(Photo labels with bounding boxes)
>> start
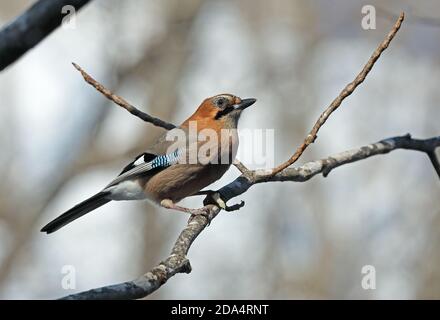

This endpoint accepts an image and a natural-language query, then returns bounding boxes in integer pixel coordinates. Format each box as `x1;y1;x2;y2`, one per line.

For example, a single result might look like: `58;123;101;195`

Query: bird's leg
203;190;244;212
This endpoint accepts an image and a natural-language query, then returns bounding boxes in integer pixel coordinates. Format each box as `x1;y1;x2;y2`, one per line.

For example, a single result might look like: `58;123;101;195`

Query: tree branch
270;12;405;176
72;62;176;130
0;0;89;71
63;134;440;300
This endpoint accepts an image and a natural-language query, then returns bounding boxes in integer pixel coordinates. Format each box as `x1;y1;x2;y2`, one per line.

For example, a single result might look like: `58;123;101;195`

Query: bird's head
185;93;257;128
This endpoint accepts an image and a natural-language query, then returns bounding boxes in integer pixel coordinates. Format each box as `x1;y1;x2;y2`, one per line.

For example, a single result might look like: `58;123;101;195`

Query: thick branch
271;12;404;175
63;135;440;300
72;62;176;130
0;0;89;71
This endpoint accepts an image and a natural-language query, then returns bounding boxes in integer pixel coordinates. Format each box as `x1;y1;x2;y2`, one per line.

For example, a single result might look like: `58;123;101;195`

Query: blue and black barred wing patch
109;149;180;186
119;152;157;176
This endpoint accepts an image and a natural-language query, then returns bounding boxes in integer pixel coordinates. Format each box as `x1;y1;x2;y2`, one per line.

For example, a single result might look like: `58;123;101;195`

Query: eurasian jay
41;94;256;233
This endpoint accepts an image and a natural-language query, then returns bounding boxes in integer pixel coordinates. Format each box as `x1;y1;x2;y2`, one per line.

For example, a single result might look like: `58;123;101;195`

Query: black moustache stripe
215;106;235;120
>> end
Reproduce the records from their start through the line containing "203;190;244;212", including both ends. Leave the pictures out of your answer.

■ **EXPECTED OUTPUT**
This endpoint accepts an image and a natural-language query, then returns bounding boxes in integer pixel coordinates. Format each box as `x1;y1;x2;y2`, one per line.

For example, a single result might look like: `58;123;101;195`

Query: bird's leg
203;190;244;212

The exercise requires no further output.